» **Data extract**
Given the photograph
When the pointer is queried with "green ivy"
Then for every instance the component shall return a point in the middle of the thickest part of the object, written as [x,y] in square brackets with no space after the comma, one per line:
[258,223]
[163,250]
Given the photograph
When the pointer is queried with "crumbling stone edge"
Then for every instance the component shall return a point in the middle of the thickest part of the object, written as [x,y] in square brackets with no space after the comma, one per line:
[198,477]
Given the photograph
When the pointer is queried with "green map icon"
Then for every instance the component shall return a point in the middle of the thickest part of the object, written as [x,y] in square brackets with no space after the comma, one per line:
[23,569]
* * *
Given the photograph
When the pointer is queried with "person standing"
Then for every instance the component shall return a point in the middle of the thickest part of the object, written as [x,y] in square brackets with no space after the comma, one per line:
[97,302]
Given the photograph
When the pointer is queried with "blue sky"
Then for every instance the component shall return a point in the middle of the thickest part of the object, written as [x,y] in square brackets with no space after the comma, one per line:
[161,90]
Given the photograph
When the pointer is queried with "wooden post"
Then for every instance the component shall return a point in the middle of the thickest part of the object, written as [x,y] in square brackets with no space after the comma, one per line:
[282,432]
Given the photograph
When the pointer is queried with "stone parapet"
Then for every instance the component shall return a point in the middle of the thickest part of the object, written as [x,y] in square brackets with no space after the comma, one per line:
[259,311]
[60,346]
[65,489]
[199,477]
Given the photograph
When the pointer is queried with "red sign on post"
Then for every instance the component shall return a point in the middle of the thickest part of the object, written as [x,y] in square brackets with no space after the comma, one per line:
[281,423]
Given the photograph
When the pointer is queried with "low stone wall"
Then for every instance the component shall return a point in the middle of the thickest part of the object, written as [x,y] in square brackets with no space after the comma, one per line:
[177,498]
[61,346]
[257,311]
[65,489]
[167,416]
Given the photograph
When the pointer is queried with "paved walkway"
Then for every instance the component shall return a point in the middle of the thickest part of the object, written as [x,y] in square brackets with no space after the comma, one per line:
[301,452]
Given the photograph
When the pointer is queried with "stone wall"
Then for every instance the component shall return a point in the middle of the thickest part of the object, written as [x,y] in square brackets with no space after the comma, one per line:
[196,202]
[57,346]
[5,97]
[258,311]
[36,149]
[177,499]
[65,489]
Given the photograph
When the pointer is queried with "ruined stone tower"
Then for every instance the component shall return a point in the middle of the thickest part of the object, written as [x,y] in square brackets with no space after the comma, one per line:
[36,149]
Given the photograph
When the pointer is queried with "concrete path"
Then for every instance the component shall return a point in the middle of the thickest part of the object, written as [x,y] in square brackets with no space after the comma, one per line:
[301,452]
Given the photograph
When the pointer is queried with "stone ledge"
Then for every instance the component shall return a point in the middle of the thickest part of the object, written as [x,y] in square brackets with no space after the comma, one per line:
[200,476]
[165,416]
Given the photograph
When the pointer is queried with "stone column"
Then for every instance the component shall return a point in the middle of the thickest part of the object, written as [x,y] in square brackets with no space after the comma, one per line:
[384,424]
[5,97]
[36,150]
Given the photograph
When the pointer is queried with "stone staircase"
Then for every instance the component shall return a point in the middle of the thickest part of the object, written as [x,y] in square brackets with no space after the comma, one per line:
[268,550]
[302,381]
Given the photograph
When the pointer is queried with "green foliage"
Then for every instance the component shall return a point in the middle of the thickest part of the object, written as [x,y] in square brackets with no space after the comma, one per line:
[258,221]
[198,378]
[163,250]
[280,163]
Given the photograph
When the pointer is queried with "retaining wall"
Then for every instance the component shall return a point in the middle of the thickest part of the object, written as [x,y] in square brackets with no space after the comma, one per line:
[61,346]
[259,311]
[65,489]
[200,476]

» **Directive**
Count the lines in the records that contain the word "green" and give only the number.

» **Right answer**
3